INSTRUCTIONS TO FOLLOW: Reproduce the listing below line for line, without changing a single character.

Dataset entries:
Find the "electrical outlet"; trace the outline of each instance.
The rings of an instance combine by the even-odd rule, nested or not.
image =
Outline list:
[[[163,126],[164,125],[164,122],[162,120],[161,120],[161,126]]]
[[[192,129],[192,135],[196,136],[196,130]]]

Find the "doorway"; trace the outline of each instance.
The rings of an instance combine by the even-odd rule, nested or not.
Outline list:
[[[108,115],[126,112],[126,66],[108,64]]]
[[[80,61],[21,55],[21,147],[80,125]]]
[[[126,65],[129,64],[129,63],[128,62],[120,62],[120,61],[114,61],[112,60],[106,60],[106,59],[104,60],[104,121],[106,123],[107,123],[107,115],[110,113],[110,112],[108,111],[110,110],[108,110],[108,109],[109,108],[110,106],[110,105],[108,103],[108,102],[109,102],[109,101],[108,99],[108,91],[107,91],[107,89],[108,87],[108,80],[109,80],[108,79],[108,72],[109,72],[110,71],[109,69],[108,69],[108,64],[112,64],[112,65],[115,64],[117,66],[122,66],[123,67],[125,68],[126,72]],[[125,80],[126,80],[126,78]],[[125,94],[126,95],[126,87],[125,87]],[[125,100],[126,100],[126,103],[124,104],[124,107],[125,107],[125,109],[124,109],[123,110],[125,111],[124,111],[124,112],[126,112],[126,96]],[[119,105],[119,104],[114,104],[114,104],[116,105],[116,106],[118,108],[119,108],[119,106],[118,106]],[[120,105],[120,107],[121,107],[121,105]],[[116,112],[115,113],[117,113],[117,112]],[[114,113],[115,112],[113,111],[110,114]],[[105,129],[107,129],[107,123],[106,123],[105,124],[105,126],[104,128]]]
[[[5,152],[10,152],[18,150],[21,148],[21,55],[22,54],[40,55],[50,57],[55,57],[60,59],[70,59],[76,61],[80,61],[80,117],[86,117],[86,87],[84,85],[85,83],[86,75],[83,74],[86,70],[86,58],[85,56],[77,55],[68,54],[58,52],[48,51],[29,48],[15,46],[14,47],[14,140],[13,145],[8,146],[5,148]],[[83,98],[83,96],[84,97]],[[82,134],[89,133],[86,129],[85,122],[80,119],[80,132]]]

IN RESPONSE:
Find the "electrical outlet"; trace the outline of each instance.
The rings of an instance combine by the even-odd rule, nested or not.
image =
Outline list:
[[[163,126],[164,125],[164,122],[162,120],[161,120],[161,126]]]
[[[192,129],[192,135],[196,136],[196,130]]]

Find the "doorway"; trace the outline of each instance.
The rings of an instance combine by the even-odd rule, nested or not.
Outline list:
[[[108,115],[126,112],[126,66],[108,64]]]
[[[80,61],[21,55],[21,147],[80,125]]]
[[[126,65],[129,64],[129,63],[128,62],[120,62],[120,61],[114,61],[112,60],[106,60],[106,59],[104,60],[104,121],[106,123],[107,123],[107,115],[110,113],[110,112],[108,111],[110,110],[108,110],[108,109],[109,108],[110,106],[110,105],[108,103],[108,102],[109,102],[109,101],[108,99],[108,91],[107,91],[107,89],[108,87],[108,80],[109,80],[108,79],[108,72],[109,72],[110,71],[109,69],[108,69],[108,64],[112,64],[112,65],[115,64],[117,66],[122,66],[123,67],[125,68],[126,72]],[[125,80],[126,80],[126,78]],[[125,94],[126,95],[126,87],[125,87]],[[125,100],[126,100],[126,103],[124,104],[124,107],[125,107],[125,109],[124,109],[123,110],[125,111],[124,111],[124,112],[126,112],[126,96]],[[119,105],[119,104],[114,104],[114,104],[116,105],[116,106],[118,108],[119,108],[119,106],[118,106]],[[120,105],[120,107],[121,107],[121,105]],[[116,112],[115,113],[117,113],[117,112]],[[114,113],[115,112],[113,111],[110,114]],[[105,129],[107,129],[107,123],[106,123],[105,124],[105,126],[104,128]]]
[[[5,152],[10,152],[18,150],[21,148],[21,55],[22,54],[40,55],[50,57],[55,57],[60,59],[70,59],[76,61],[80,61],[80,117],[86,117],[86,87],[84,85],[85,83],[86,75],[83,74],[86,70],[86,58],[85,56],[77,55],[68,54],[58,52],[48,51],[29,48],[15,46],[14,47],[14,140],[13,145],[8,146],[5,148]],[[83,98],[83,96],[84,97]],[[82,134],[89,133],[86,129],[85,122],[80,119],[80,132]]]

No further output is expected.